# start of Records for the exercise

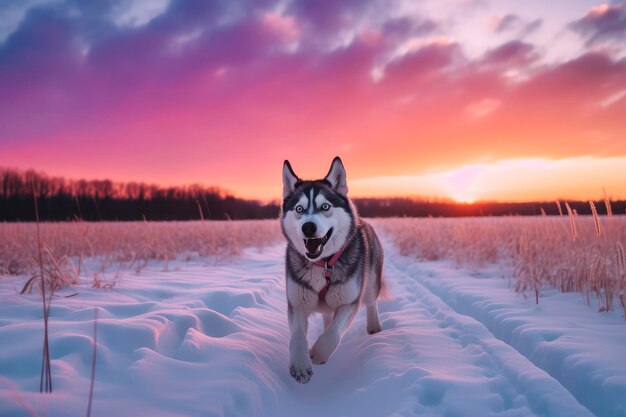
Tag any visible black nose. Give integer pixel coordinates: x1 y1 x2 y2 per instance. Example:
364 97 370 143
302 222 317 237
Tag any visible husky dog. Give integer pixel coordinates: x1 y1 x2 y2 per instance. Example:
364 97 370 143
280 157 383 384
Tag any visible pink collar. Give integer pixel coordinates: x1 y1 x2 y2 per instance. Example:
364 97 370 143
313 239 352 302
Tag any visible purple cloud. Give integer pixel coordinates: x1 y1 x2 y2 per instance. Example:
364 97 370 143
569 2 626 45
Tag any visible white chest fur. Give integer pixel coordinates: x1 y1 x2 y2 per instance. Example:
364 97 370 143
287 267 361 312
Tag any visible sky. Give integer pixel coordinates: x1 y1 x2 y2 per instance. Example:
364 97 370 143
0 0 626 202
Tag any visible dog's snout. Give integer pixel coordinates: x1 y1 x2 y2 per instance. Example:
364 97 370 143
302 222 317 237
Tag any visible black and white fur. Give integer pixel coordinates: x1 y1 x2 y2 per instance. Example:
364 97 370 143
281 157 383 384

# end of Records for the exercise

In the entries above, switch every "integer pixel coordinates" to "whole-number pixel coordinates" and reproduce the lines with no other changes. Omit the pictures from your output.

Correct result ::
Tag any visible black nose. Give whole-number pixel coordinates: x1 y1 x2 y2 per instance. Example:
364 97 370 143
302 222 317 237
Tag any visible husky dog. Give whole-number pixel coordinates: x1 y1 x2 y2 per instance. Example:
364 97 370 143
280 157 383 384
Tag any visible pink collar. Give whole-number pixel coordinates: x1 y1 x2 y2 per instance. Example:
364 97 370 143
313 239 352 302
Tag any visible purple cloud. Give whole-number pixel coordinates: x1 y1 x2 y2 per instance. Example:
364 97 370 143
569 2 626 45
Tag any visible white chest fur. Give whole-number pixel coordinates: x1 y1 x2 y2 per instance. Example:
364 97 370 143
287 267 361 312
Tag any visible sky. Give whole-number pixel coordinates: x1 y1 x2 y2 per instance. Example:
364 97 370 143
0 0 626 202
Tag any visible dog's snout. Give whole-number pixel coordinates: x1 y1 x2 y2 per instance. Example:
364 97 370 143
302 222 317 237
Tag any visible black and white fur. Give whole-number pixel coordinates: x1 y1 x2 y2 per instance. Example:
364 97 370 143
281 157 383 384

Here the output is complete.